■ **Given exercise**
Output the part of the field scope setup thread from "You'll be shooting" to "on the target.", word for word.

■ **Extract**
####################
# Scope Set Up for Field



## spotshot (Jan 18, 2005)

I use a shibuya 29mm with a 6X lens and just a black dot


----------



## wa-prez (Sep 9, 2006)

5280hunter said:


> I have never shot a field tournament before. What is the standard scope set up for a field round. Are people mainly shooting dots or pins? 4x magnification? More/Less?


Remember that (if you are talking NFAA field) there will be separate competition categories.
Freestyle allows moveable sight, usually a dot but maybe a single fiber-optic pin in a round housing. Anyone with more than five reference points also gets put in Freestyle (or Freestyle limited if shooting fingers).
Bowhunter Freestyle allows up to five fixed reference points. USUALLY pins. Must not be moved after first shot on the course.

You'll be shooting a LOT of different distances from 20' to 80 yards. In many cases four arrows at the same distance, but may be (especially on the Hunter round) only one or two arrows from a distance then move closer.


4x is my favorite magnification for Field. higher power sees too much movement (either my movement or the environment such as leaves and branches). Less power hard to focus on the target.

HAVE FUN. Field is my FAVORITE!


----------



## 5280hunter (Sep 22, 2017)

Sounds like both of you are shooting dots. How big are your dots? Covering the X? Bigger than that?


----------



## JF from VA (Dec 5, 2002)

If you are tending toward an aiming dot, you will need to experiment. As previously mentioned, distances range from 20 ft to 80 yards. Over those distances, there are 4 sizes of targets. The relative size of the target in your sight will vary greatly over those distances. On closer targets, your aiming dot may cover the target but on larger ones, only partially. You will have to find out what you are comfortable with. Personally, I shoot a circle, because that is what I am at ease with.


----------



## grantmac (May 31, 2007)

JF from VA said:


> If you are tending toward an aiming dot, you will need to experiment. As previously mentioned, distances range from 20 ft to 80 yards. Over those distances, there are 4 sizes of targets. The relative size of the target in your sight will vary greatly over those distances. On closer targets, your aiming dot may cover the target but on larger ones, only partially. You will have to find out what you are comfortable with. Personally, I shoot a circle, because that is what I am at ease with.


I shoot either a circle or small fiber for field, can't stand the dot.


----------



## TN ARCHER (Jan 31, 2007)

When I use to shoot field... I liked a small scope housing...4x lens...1/8" ,or slightly less, orange or green dot.


----------



## Brown Hornet (Aug 8, 2002)

I run a 29mm Shrewd housing with a .50 diopter lens which is around a 4X for most people. I run a .19 fiber. 

I may go to a 35mm housing and a 5-6X this year though. 


Sent from my iPhone using Tapatalk


----------



## huteson2us2 (Jun 22, 2005)

I have shot field with very good archers that used lens from 2X to 10X. With circles, dots, fibres, or no power on center of scope. Everyone is different and you should use what works for you. The majority of archers use a 4X on a 29mm scope with a circle for field. I use a 6X on a 35mm scope with a fibre in a drilled Brian's scope. You will have to try different equipment until you get your highest score. I will always love field archery but it is no longer popular. It would make more sense to equip yourself for 3D and shoot field with the same equipment. Why buy special equipment for one tournament a year unless you are lucky to come from a state that still shoots several field tournaments a year like wa-prez.


----------



## Robert43 (Aug 2, 2004)

CBE large 4x lens with a large circle with a small dot in center


----------
####################
Data listing
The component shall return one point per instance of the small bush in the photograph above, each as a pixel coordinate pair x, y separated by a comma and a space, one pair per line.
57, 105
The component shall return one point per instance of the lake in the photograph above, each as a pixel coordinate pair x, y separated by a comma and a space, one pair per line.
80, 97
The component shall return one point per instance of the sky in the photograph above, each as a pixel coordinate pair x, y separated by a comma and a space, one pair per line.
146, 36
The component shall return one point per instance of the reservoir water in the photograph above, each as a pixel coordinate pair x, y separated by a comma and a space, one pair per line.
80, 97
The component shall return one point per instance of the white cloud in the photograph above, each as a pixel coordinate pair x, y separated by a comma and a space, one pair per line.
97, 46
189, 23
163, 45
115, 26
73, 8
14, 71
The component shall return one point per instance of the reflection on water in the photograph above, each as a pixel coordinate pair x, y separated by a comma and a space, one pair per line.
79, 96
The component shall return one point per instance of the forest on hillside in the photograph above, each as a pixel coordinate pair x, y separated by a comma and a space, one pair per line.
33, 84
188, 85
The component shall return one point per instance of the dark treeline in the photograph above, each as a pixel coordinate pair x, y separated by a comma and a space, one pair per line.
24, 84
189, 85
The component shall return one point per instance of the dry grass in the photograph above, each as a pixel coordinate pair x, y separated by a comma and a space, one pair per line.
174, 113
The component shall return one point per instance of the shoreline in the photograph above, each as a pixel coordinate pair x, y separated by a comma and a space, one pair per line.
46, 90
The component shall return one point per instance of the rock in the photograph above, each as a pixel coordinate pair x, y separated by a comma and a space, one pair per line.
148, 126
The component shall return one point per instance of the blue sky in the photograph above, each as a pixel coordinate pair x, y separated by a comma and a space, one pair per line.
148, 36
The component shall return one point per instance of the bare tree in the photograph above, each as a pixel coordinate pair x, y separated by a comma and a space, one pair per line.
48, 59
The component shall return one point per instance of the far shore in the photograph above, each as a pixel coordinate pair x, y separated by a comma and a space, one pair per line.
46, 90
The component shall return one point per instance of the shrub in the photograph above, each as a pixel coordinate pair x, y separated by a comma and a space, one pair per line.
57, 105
####################
■ **Task output**
You'll be shooting a LOT of different distances from 20' to 80 yards. In many cases four arrows at the same distance, but may be (especially on the Hunter round) only one or two arrows from a distance then move closer.


4x is my favorite magnification for Field. higher power sees too much movement (either my movement or the environment such as leaves and branches). Less power hard to focus on the target.